---------- Source records

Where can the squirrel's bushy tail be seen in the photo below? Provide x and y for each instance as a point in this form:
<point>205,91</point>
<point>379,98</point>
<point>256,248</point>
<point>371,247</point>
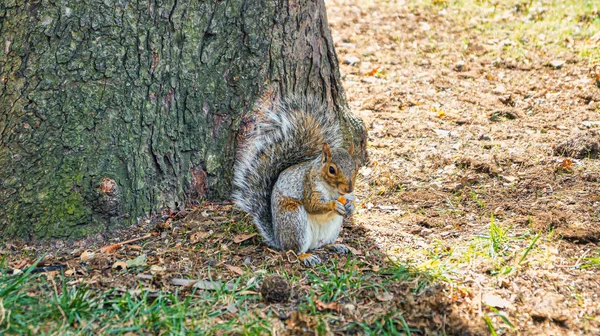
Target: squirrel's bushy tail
<point>289,132</point>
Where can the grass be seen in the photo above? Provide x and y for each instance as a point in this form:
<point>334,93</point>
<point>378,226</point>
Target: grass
<point>552,27</point>
<point>41,304</point>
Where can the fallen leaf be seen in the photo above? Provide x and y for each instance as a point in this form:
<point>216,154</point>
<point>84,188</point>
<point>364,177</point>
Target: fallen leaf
<point>139,261</point>
<point>327,306</point>
<point>384,297</point>
<point>241,238</point>
<point>495,301</point>
<point>154,269</point>
<point>372,72</point>
<point>87,256</point>
<point>565,165</point>
<point>198,236</point>
<point>110,248</point>
<point>235,269</point>
<point>354,251</point>
<point>200,284</point>
<point>121,265</point>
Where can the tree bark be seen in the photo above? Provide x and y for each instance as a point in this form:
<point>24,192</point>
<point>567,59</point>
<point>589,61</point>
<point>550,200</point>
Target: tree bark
<point>111,110</point>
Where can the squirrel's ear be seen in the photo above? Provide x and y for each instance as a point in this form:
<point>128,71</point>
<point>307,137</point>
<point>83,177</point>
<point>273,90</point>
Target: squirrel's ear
<point>326,152</point>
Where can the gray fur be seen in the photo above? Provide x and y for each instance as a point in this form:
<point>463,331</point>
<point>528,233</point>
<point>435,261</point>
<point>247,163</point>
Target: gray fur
<point>277,143</point>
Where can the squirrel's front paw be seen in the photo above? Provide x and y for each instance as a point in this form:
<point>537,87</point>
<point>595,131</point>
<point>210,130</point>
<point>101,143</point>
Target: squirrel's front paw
<point>338,248</point>
<point>309,259</point>
<point>340,208</point>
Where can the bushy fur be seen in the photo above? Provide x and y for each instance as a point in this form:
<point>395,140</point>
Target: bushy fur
<point>290,132</point>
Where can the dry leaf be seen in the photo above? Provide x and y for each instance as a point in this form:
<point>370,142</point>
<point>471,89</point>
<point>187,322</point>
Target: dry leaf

--------------------

• [What you are asked to do] Without the pictures, output the full listing exactly as it stands.

• [Solution]
Where can the squirrel's bushy tail be seen in the photo below? Provide x and y for each instance as a point in this form:
<point>205,91</point>
<point>379,98</point>
<point>256,248</point>
<point>371,247</point>
Target: squirrel's bushy tail
<point>289,132</point>
Where can the grass be seen in the photo above? Provide x and y for each instance as a point in this form:
<point>334,93</point>
<point>378,226</point>
Target: grass
<point>552,27</point>
<point>41,304</point>
Where can the fallen leaf be seen in the photo above? Provide x and y for each instance as a point in this form:
<point>216,154</point>
<point>84,188</point>
<point>364,177</point>
Target: fallen leaf
<point>139,261</point>
<point>327,306</point>
<point>384,297</point>
<point>241,238</point>
<point>495,301</point>
<point>154,269</point>
<point>372,72</point>
<point>87,256</point>
<point>565,165</point>
<point>198,236</point>
<point>110,248</point>
<point>235,269</point>
<point>354,251</point>
<point>200,284</point>
<point>121,265</point>
Where can the tree bark be seen in the photo above? Provide x and y for each instance as a point in this form:
<point>24,192</point>
<point>567,59</point>
<point>589,61</point>
<point>550,200</point>
Target: tree bark
<point>111,110</point>
Where can the squirrel's ear be seen in the photo above? Provide x and y for each instance as a point in this form:
<point>128,71</point>
<point>307,137</point>
<point>83,177</point>
<point>273,90</point>
Target: squirrel's ear
<point>326,152</point>
Where can the gray fur be seen in the photo above? Provide x and y for each instance as a point in this form:
<point>463,331</point>
<point>528,233</point>
<point>435,261</point>
<point>247,163</point>
Target: gray fur
<point>277,143</point>
Where can the squirrel's front paw be seen in the photo above? Provide x and y for each instance as a point in this form:
<point>537,87</point>
<point>595,131</point>
<point>210,130</point>
<point>101,143</point>
Target: squirrel's front paw
<point>338,248</point>
<point>309,259</point>
<point>340,208</point>
Where can the bushy fur be seen in the photo above? Provide x and y for each instance as a point in this form:
<point>395,140</point>
Target: bushy fur
<point>290,132</point>
Where can the dry leaf be seen in the photo above? Provide x and y for each instance as a point in this form:
<point>370,142</point>
<point>471,89</point>
<point>187,322</point>
Target: dry leaf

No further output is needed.